* What to do:
**A)** In the book review of The Case for Nationalism, what position does Rich Lowry hold?
**B)** Rewrite the rows from the first one through the line holding "[241,211,269,226]", inclusive, with "small boulder" changed to "small rock" and everything else left as it is. Omit the pictures.

The Case for Nationalism: How It Made Us Powerful, United, and Free by Rich Lowry

Spring/​Summer 2020 • Cato Journal

The newest intellectual trend on the American right is building a coherent ideology around the policies and rhetoric of President Donald J. Trump. Conservatives have experience with this. In the 1990s, the moral majority reigned supreme. During the Bush II years, right‐​wingers adopted a hawkish neoconservatism. Beginning with the Great Recession, right‐​wingers ditched the neoconservatism and adopted rhetorically moderate free‐​market libertarianism. Then Trump took over the Republican Party with his anti‐​trade, pro‐​entitlement, anti‐​immigration, and “Make America Great Again” ideology—also known as nationalism.

Thus, many conservatives are seeking to put some intellectual heft behind nationalism as they did with their earlier ideological flings. National Review editor Rich Lowry steps up with his new book The Case for Nationalism: How It Made Us Powerful, United, and Free. His book is the latest addition to a growing literature that attempts to put ideological meat on the skeletal nationalistic rhetoric of President Trump.

Lowry begins by defining nationalism as love of one’s national culture, language, history, institutions, holidays, and everything good in a nation. According to Lowry, nationalism doesn’t promote hatred of foreigners or other cultures, but it is an expression of love for your fellow co‐​nationals based on those common traits. Lowry correctly claims that nationalism is a natural ideology that has been with humans for a while, expressed in most countries and governments throughout time.

* Input records:
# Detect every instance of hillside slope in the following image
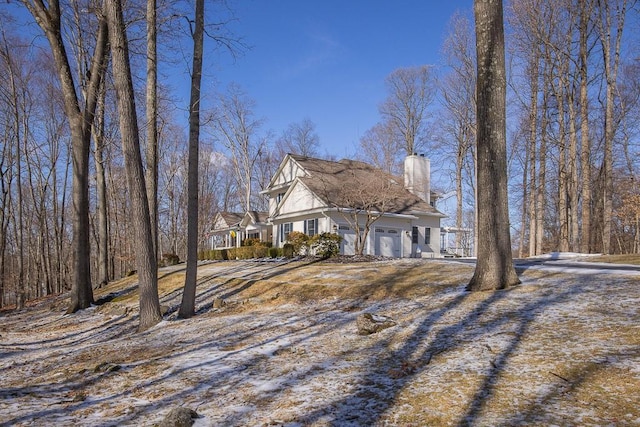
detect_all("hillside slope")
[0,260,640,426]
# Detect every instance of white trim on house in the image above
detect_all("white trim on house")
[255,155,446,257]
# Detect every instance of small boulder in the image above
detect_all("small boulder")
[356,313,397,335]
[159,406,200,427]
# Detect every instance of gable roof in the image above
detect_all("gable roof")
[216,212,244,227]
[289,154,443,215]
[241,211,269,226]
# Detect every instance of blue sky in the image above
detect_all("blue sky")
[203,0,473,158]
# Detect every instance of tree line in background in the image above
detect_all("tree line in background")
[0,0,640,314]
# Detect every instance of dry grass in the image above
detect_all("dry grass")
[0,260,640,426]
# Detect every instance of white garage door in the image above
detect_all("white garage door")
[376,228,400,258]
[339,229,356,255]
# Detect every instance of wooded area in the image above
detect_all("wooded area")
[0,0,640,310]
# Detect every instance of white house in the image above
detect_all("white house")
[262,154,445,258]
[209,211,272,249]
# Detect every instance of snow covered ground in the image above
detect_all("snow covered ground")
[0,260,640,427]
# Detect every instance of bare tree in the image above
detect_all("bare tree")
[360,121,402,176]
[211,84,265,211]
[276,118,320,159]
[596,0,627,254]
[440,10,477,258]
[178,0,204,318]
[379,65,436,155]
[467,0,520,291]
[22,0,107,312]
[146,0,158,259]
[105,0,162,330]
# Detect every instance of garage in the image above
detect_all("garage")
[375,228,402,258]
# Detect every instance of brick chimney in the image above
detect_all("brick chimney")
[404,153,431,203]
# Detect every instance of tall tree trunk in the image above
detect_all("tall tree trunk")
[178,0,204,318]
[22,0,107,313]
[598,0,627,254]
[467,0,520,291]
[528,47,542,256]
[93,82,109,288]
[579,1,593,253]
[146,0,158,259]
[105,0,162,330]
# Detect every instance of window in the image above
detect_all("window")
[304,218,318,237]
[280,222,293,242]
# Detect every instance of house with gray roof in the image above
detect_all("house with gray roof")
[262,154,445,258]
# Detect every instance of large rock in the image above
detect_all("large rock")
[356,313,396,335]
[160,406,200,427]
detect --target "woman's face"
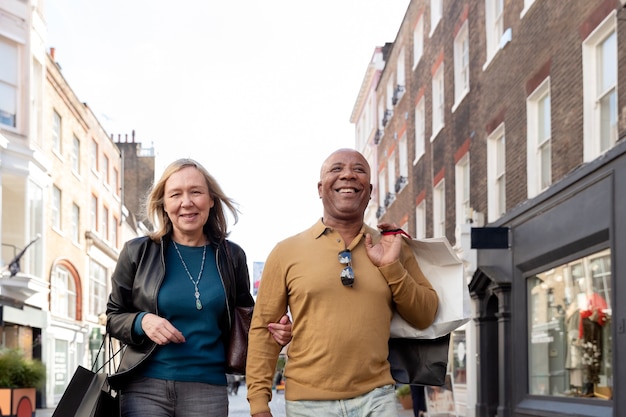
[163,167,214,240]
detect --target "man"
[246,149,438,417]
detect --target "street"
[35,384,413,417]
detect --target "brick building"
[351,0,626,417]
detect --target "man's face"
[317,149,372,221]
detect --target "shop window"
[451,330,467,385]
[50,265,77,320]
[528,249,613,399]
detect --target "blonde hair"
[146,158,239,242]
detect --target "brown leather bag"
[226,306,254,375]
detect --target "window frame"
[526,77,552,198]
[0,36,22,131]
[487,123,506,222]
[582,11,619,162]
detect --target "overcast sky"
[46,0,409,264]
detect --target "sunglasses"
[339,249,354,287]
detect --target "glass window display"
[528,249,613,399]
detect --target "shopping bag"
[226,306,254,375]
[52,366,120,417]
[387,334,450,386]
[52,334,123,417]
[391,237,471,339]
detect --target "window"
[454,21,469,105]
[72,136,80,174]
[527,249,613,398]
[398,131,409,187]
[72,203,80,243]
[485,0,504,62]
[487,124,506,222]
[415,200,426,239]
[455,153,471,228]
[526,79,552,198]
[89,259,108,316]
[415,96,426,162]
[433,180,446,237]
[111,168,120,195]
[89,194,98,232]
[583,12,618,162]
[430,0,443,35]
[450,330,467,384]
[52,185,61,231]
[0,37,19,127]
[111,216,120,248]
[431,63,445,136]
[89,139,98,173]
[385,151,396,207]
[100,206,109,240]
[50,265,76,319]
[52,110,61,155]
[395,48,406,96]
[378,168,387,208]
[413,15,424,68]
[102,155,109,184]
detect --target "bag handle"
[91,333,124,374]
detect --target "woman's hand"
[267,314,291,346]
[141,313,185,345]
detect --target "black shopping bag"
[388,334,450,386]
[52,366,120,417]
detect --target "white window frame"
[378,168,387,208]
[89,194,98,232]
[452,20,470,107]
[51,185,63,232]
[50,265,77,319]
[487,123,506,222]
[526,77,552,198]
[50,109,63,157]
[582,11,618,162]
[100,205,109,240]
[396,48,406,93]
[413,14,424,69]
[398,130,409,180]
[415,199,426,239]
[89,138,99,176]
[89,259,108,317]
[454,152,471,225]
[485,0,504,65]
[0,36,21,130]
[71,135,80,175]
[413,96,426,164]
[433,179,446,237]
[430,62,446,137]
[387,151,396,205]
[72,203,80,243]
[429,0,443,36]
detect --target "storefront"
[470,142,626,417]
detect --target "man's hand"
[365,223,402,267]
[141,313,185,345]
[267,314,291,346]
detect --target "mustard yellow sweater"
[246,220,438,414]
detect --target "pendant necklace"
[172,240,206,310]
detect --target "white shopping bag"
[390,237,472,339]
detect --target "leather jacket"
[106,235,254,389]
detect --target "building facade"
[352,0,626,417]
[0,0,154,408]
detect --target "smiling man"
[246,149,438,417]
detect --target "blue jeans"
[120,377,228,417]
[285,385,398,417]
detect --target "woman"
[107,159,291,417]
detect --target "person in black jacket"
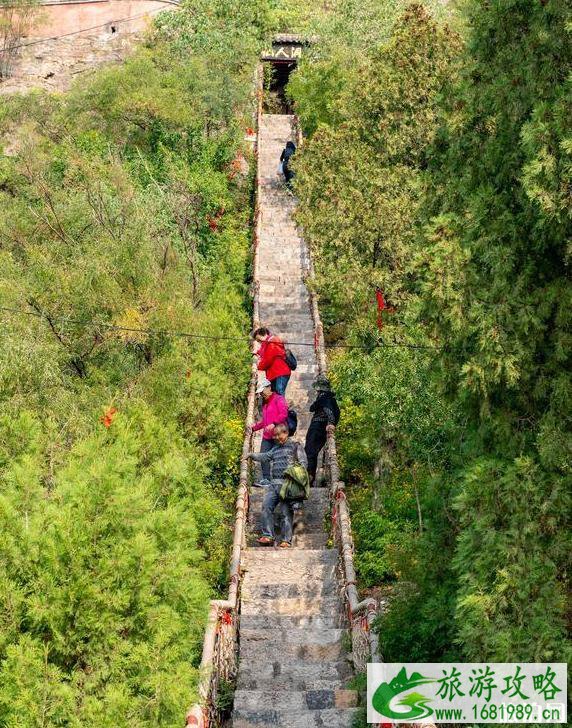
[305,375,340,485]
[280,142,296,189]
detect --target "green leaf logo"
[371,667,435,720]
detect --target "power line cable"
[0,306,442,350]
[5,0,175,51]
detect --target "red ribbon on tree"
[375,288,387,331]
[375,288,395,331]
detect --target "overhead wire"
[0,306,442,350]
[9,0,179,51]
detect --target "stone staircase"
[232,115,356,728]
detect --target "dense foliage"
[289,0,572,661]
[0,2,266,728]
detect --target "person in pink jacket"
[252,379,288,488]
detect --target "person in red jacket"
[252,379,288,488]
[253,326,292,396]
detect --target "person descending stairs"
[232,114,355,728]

* Answer set:
**A)** He is the editor of National Review.

**B)**
# Detect every instance of hillside slope in the following image
detect_all("hillside slope")
[0,260,640,426]
# Detect every instance of white trim on house in the image above
detect_all("white trim on house")
[255,155,446,257]
# Detect every instance of small rock in the image above
detect_all("small rock")
[356,313,397,335]
[159,406,200,427]
# Detect every instance of gable roof in the image above
detect_all("gable roof")
[216,212,244,227]
[289,154,443,215]
[241,211,269,226]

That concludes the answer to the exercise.